Solar and wind turbines on vessels?

[JonathanCole]

Quote:

Originally Posted by Leo Lazauskas

You say it is a conspiracy and market manipulation; I say it is that the systems are not good enough yet to attract investors. Investors who, by the way, have thrown money at a lot of other walls. Why haven't they thrown money at the system you put forward? Because they were scared off by big business? Why would Cuba or India or Japan not want the world-saving system you put forward?

I did not say it was a conspiracy. That is your term. What I am talking about is the natural outcome of vested interests investing huge amounts over long periods of time in lobbying legislators to influence the regulatory structure and permissions required to establish competing technologies. In business terms we call it barriers to entry. This is part of the studies required to get a master degree in business, which I have completed.

To this point countries like Cuba and India have had neither the engineering resources nor the capital to take any risks. Only wealthy countries can afford that. I understand that you are an educated man, but if you think that vested interests do not deter their competitors then your education in business and economics may not be up to your education in mathematics.

Respectfully,
Jonathan

[Leo Lazauskas]

Quote:

Originally Posted by JonathanCole

I did not say it was a conspiracy. That is your term. What I am talking about is the natural outcome of vested interests investing huge amounts over long periods of time in lobbying legislators to influence the regulatory structure and permissions required to establish competing technologies. In business terms we call it barriers to entry. This is part of the studies required to get a master degree in business, which I have completed.

To this point countries like Cuba and India have had neither the engineering resources nor the capital to take any risks. Only wealthy countries can afford that. I understand that you are an educated man, but if you think that vested interests do not deter their competitors then your education in business and economics may not be up to your education in mathematics.

Respectfully,
Jonathan

I don't doubt that vested interests can and do manipulate situations
to their own advantage in many countries. And there's no doubt that
they can behave scandalously and sometimes in an underhand manner in
the USA and elsewhere.

I also believe that they buy up what they might see as *genuine*
competition.
Over 30 years ago I visited a patent office in Australia to see who
actually owned patents on a large number of innovative batteries that
I had heard about, but that had never seen the light of day.
"They've been bought up by big oil and hidden away", said my friends
and colleagues.
I didn't believe them then, but they were absolutely correct:
Gulf Oil, Standard Oil, and several other companies owned dozens
of patents. But most were quite open about it. They didn't hide
behind secret names, although it would have been easy for them to
do so.

So, yes, I have seen evidence that vested interests not only act to
deter competitors, but when they see threats, they eliminate them if
they can, sometimes openly, sometimes sneakily.

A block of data
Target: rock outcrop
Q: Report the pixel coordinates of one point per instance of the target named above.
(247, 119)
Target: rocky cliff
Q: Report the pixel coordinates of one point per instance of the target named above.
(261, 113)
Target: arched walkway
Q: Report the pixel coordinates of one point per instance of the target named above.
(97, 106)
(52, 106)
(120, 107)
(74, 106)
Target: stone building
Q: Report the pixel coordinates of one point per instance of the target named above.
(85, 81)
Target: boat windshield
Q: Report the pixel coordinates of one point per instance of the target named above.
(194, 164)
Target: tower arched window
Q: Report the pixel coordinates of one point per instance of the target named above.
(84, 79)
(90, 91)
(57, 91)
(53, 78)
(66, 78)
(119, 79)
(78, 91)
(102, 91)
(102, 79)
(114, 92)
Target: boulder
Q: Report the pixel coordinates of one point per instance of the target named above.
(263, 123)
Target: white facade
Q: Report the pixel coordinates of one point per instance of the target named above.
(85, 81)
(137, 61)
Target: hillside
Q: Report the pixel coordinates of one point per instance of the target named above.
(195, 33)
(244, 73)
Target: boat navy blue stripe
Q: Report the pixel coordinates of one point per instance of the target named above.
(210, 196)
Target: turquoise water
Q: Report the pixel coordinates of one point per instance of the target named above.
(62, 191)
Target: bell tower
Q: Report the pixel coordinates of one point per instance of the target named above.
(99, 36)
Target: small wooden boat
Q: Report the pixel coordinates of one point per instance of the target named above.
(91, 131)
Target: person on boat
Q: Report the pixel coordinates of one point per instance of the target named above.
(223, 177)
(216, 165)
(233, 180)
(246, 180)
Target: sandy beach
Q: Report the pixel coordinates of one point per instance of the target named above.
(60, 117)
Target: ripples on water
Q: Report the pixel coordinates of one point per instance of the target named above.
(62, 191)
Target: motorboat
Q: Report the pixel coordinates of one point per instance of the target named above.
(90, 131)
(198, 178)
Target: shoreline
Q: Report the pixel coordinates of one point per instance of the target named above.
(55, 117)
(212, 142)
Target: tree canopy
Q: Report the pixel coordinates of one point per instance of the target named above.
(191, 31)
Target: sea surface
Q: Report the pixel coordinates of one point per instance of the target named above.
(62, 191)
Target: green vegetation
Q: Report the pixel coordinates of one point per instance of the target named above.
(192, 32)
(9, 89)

* * *

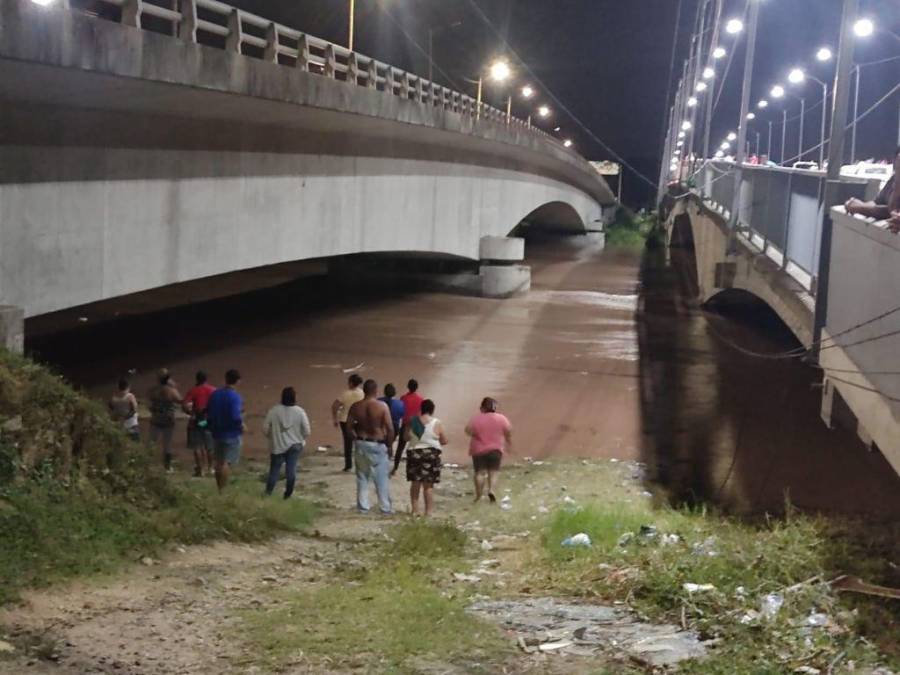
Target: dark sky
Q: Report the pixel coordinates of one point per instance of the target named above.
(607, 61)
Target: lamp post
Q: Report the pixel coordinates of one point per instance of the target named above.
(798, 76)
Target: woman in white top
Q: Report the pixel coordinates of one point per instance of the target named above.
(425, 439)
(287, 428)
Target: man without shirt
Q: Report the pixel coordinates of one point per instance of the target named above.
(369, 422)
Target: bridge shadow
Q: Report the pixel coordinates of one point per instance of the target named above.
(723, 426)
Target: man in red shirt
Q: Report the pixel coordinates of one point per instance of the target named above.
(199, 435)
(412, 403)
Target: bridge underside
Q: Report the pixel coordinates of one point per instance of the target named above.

...

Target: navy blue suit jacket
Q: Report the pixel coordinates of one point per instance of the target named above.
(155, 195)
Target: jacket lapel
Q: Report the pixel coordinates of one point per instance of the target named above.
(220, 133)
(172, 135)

▶ Written request 1:
According to Jonathan in the forum thread about solar and wind power on vessels, why haven't countries like Cuba and India taken up the system? Answer in one to three sentences.
▶ Written request 2:
Pick up the forum thread about solar and wind power on vessels after its last sentence.

▶ Task result 1:
Jonathan says countries like Cuba and India have so far had neither the engineering resources nor the capital to take any risks. In his view, only wealthy countries can afford that.

▶ Task result 2:
The developers of the system you have followed for 20 years, claim that
they can't raise about $100m or $200m for another prototype because of
some nebulous bias against them by vested interests. They present no
credible evidence for that, and it makes them sound like bitter
crackpots.

Why should a company risk millions of dollars on building a prototype
that might not work, or that might not be as good as similar devices
by other innovators?
Sea SolarPower offer the following reasons (among others) that
they have not attracted the requisite $'s to build their prototype.

* Energy independence not considered an urgent national policy goal.
* Global warming not taken seriously.
* An acceptable and non-threatening price of oil until 2005.

Sounds reasonable, if a little wishy-washy.

* Powerful lobbyists who may see OTE as a threat to interests they
represent.

Indeed they may. Of course, investors might also see the device as
too risky on the advice of *independent* consultants, or that similar
systems by other developers might be better. I guess that sort of
negativity wouldn't make it to the Sea Solarpower's web page.
Would that also be manipulation of the facts by a vested interest?
But maybe it's acceptable because they're the good-guys saving the
planet.

* Lack of knowledge by policy makers, members of congress, and
investors of OTE’s viability.

Can't argue too much with the first two; the third sounds like
special pleading.

* Considered too good to be true. This idea implies that OTE is easy.
Although OTE is the obvious renewable choice, there are challenges.

It's "the obvious renewable choice"? What a load of of malarkey!

In your reply you left Japan out of the three countries that I gave as
examples. Did they not fit your theory?

Tokyo Electric tested the Sea SolarPower system on Nauru in the 1980's.
Is it still going? Unfortunately, the url Sea SolarPower provide is dead
so we can't see the final report.

Now, how about China, Spain, Italy, France and many other energy-poor
modern economies. They certainly have the engineering resources and
money. Have they all been duped and twisted by vested interests?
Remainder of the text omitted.